> _PROBLEM TO WORK ON_
Where an entry below contains an image, skip the image and copy the rest exactly.

===== INPUT RECORDS

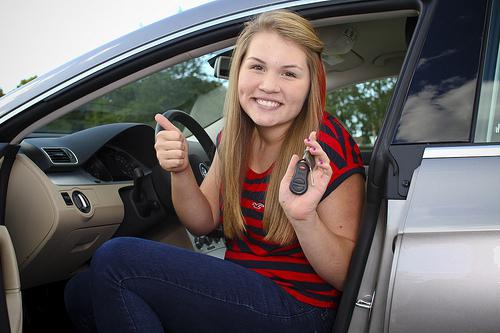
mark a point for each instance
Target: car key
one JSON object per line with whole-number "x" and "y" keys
{"x": 299, "y": 183}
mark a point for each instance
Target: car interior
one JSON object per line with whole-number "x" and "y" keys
{"x": 87, "y": 171}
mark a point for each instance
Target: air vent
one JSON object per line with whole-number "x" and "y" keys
{"x": 60, "y": 155}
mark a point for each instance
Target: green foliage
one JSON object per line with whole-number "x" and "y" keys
{"x": 176, "y": 87}
{"x": 24, "y": 81}
{"x": 362, "y": 107}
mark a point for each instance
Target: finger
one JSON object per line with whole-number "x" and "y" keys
{"x": 169, "y": 144}
{"x": 287, "y": 178}
{"x": 165, "y": 123}
{"x": 169, "y": 135}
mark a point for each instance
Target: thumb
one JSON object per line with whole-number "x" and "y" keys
{"x": 165, "y": 123}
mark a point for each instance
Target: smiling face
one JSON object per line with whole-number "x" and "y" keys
{"x": 274, "y": 81}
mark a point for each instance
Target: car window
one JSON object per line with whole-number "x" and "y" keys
{"x": 361, "y": 108}
{"x": 189, "y": 86}
{"x": 488, "y": 120}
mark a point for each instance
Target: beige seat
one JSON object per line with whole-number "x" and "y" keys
{"x": 11, "y": 280}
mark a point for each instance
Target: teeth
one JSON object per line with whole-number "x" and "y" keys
{"x": 267, "y": 103}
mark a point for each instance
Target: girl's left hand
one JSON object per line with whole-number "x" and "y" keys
{"x": 303, "y": 207}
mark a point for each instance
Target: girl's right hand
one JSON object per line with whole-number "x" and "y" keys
{"x": 171, "y": 147}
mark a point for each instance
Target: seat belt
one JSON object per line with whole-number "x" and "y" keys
{"x": 9, "y": 153}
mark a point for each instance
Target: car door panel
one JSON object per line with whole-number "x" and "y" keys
{"x": 446, "y": 266}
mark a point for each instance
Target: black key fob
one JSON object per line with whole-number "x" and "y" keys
{"x": 298, "y": 185}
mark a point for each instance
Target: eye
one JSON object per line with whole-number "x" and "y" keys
{"x": 290, "y": 74}
{"x": 257, "y": 67}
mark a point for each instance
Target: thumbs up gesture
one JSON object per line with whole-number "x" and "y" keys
{"x": 171, "y": 146}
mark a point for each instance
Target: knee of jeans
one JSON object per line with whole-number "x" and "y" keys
{"x": 114, "y": 252}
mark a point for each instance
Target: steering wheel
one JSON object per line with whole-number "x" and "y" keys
{"x": 199, "y": 163}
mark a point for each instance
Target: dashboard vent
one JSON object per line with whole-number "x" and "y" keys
{"x": 60, "y": 155}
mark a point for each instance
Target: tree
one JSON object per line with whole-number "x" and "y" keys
{"x": 362, "y": 107}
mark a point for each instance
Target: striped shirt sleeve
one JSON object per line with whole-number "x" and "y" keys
{"x": 342, "y": 150}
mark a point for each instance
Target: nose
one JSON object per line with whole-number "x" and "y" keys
{"x": 269, "y": 83}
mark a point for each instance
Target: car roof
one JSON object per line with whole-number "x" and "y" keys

==========

> _ANSWER BOX_
mark a point for each instance
Target: car key
one JSON object per line with whole-number "x" and "y" keys
{"x": 299, "y": 183}
mark a point for each instance
Target: car interior
one JSON object per line with whole-number "x" and "y" keys
{"x": 87, "y": 171}
mark a point for each instance
Target: air vent
one JSON object per line with whole-number "x" and "y" keys
{"x": 60, "y": 155}
mark a point for each instance
Target: green foliage
one JSON object per line with whole-number "x" and "y" keys
{"x": 176, "y": 87}
{"x": 24, "y": 81}
{"x": 362, "y": 107}
mark a point for each instance
Target: finger
one JSON object per line with whole-number "x" and "y" keys
{"x": 169, "y": 144}
{"x": 287, "y": 178}
{"x": 165, "y": 123}
{"x": 169, "y": 135}
mark a point for each instance
Target: thumb
one JSON object per line with whole-number "x" and "y" keys
{"x": 165, "y": 123}
mark a point for each instance
Target: smiling face
one JSON object per line with whole-number "x" and "y" keys
{"x": 274, "y": 81}
mark a point for each instance
Target: car window
one JSON object per line with whole-number "x" and "y" keys
{"x": 361, "y": 108}
{"x": 189, "y": 86}
{"x": 488, "y": 120}
mark a point for each instance
Target: beige seat
one JSON object per line with whole-number "x" and "y" keys
{"x": 11, "y": 280}
mark a point for each instance
Target: teeth
one JSON object per line with whole-number "x" and "y" keys
{"x": 267, "y": 103}
mark a point for each instance
Target: girl's left hand
one JSON object per line with whole-number "x" and "y" keys
{"x": 303, "y": 207}
mark a point for each instance
Target: girl's right hand
one JSON object per line with whole-number "x" and "y" keys
{"x": 171, "y": 147}
mark a point for each instance
Target: seat belt
one JSON object per line with whole-number "x" and "y" keys
{"x": 9, "y": 153}
mark a point for each instance
Target: car door panel
one JSON object per line with whole-number "x" and "y" keys
{"x": 446, "y": 266}
mark a point for each instance
Target: black key fob
one JSON object per line with whole-number "x" and "y" keys
{"x": 298, "y": 185}
mark a point for each instance
Target: eye
one JSON object per line with whole-number "x" and "y" keys
{"x": 290, "y": 74}
{"x": 257, "y": 67}
mark a point for each instance
Target: thumbs up gesture
one JSON object per line with whole-number "x" and "y" keys
{"x": 171, "y": 146}
mark a point for each instance
Target: knee of jeans
one JSON object per line with whole-number "x" and "y" keys
{"x": 114, "y": 252}
mark a point for each instance
Target: steering wheel
one JSON object per line with whole-number "x" and "y" keys
{"x": 199, "y": 163}
mark a point for each instance
Target: dashboard vent
one JSON object per line with whole-number "x" and "y" keys
{"x": 60, "y": 155}
mark a point for each instance
Target: tree
one JSON object per line with whole-number "x" and "y" keys
{"x": 362, "y": 107}
mark a point for each instance
Target: striped shirt sleeve
one JSON object per line with whole-number "x" and "y" keys
{"x": 342, "y": 150}
mark a point for each instance
Target: nose
one JSON object per line with whole-number "x" and "y" keys
{"x": 269, "y": 83}
mark a point for each instance
Target: car roof
one JSON object per line with whole-number "x" and "y" keys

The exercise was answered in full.